### QUESTIONS TO ANSWER
**1)** Rewrite the dengue fever article from "The number of" up to and including "Health Organisation (WHO).", replacing "tropical disease" with "infectious disease".
**2)** Answer these questions from the dengue fever article:
(a) In how many countries is dengue endemic?
(b) About how many cases were there in Thailand's 1987 outbreak?
(c) At which university is Dr. Usa Thisyakorn a professor?
**3)** Continue the article on dengue fever in Thailand from where it stops.
(SELECTED PASSAGE Opens)
Thailand braces for major increase in cases of dengue fever as efforts to deliver vaccine accelerate
In Thailand, the 2016 caseload may be on par with the last big outbreak in 1987, when there were about 170,000 cases.
The number of dengue cases in Thailand is expected to spike this year, a researcher said, as experts from across Asia met to discuss introduction of the first ever dengue vaccine to control and prevent the disease.
Dengue – which causes flu-like symptoms and can develop into the deadly dengue haemorrhagic fever – is the world’s fastest-spreading tropical disease, with the annual number of cases increasing 30-fold in the last 50 years, according to the World Health Organisation (WHO).
The disease is endemic in 128 countries – compared with nine countries experiencing severe dengue epidemics prior to 1970. Asia has the most cases, with 67 million people infected per year, researchers say.
In Thailand, the 2016 caseload may be on par with the last big outbreak in 1987, when there were about 170,000 cases, said Dr. Usa Thisyakorn, professor of paediatrics at Chulalongkorn University in Bangkok and chairwoman of Asian Dengue Vaccination Advocacy (ADVA).
(SELECTED PASSAGE Closes)
(INFORMATION SUPPLIED Opens)
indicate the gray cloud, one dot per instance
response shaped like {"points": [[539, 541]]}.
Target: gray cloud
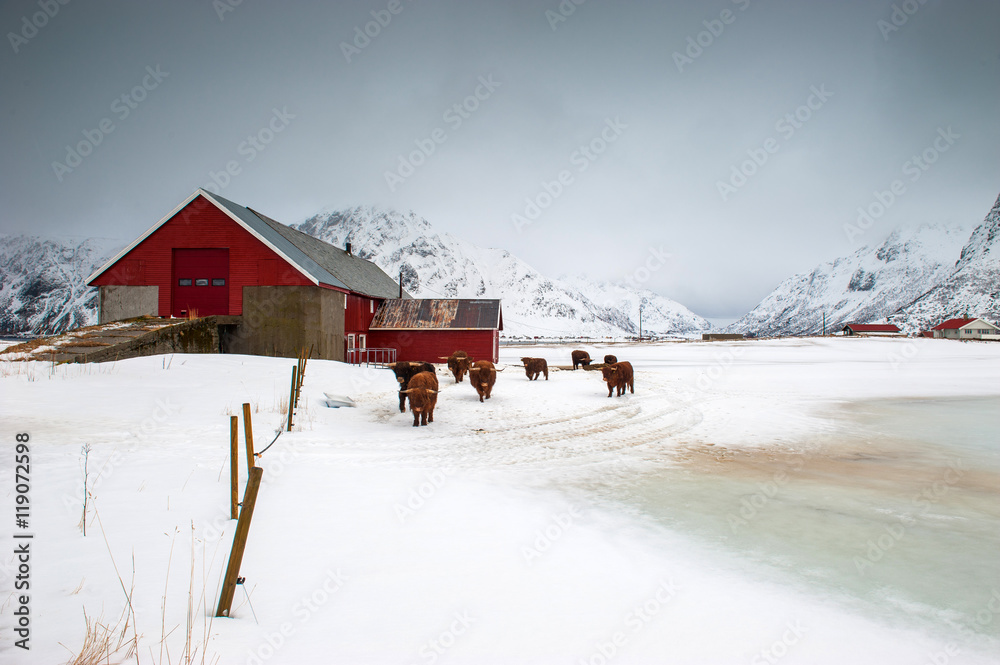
{"points": [[657, 184]]}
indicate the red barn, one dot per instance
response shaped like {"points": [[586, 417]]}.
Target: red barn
{"points": [[871, 329], [432, 329], [280, 290]]}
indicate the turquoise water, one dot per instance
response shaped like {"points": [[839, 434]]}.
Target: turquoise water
{"points": [[899, 512]]}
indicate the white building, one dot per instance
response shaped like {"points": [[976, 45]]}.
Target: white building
{"points": [[966, 329]]}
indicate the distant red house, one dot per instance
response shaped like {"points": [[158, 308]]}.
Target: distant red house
{"points": [[432, 329], [277, 290], [966, 329], [871, 329]]}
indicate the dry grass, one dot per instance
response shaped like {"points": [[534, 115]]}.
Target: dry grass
{"points": [[103, 642], [82, 342]]}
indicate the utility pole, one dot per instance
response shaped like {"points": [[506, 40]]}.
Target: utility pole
{"points": [[641, 303]]}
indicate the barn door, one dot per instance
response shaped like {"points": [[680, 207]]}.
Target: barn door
{"points": [[200, 282]]}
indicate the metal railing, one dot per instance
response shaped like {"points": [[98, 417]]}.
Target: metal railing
{"points": [[377, 357]]}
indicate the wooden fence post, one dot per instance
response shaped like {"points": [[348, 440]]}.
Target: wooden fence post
{"points": [[248, 431], [234, 462], [291, 400], [239, 543]]}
(INFORMATION SUPPLIED Closes)
### SOLVED TASKS
**1)**
The number of dengue cases in Thailand is expected to spike this year, a researcher said, as experts from across Asia met to discuss introduction of the first ever dengue vaccine to control and prevent the disease.
Dengue – which causes flu-like symptoms and can develop into the deadly dengue haemorrhagic fever – is the world’s fastest-spreading infectious disease, with the annual number of cases increasing 30-fold in the last 50 years, according to the World Health Organisation (WHO).

**2)**
(a) 128 countries
(b) About 170,000 cases
(c) Chulalongkorn University in Bangkok

**3)**
“We have had a lot of patients in this season. It’s a big predictor that we'll have a big problem with dengue this year. If even in the cool season we have dengue, then it will be worse in the following year” in the hot and rainy seasons, Usa said on the sidelines of the Asia Dengue Summit organised by ADVA.
“It is quite, quite bad. Last year, in 2015, we had 140,000 cases. We predict that this year, we will also have a bad season,” said Usa, speaking late on Wednesday.
At the two-day summit in Bangkok, which ends on Thursday, scientists, doctors and government officials are trying to identify the best way to use French drugmaker Sanofi’s dengue vaccine Dengvaxia and other control and prevention tools currently under development.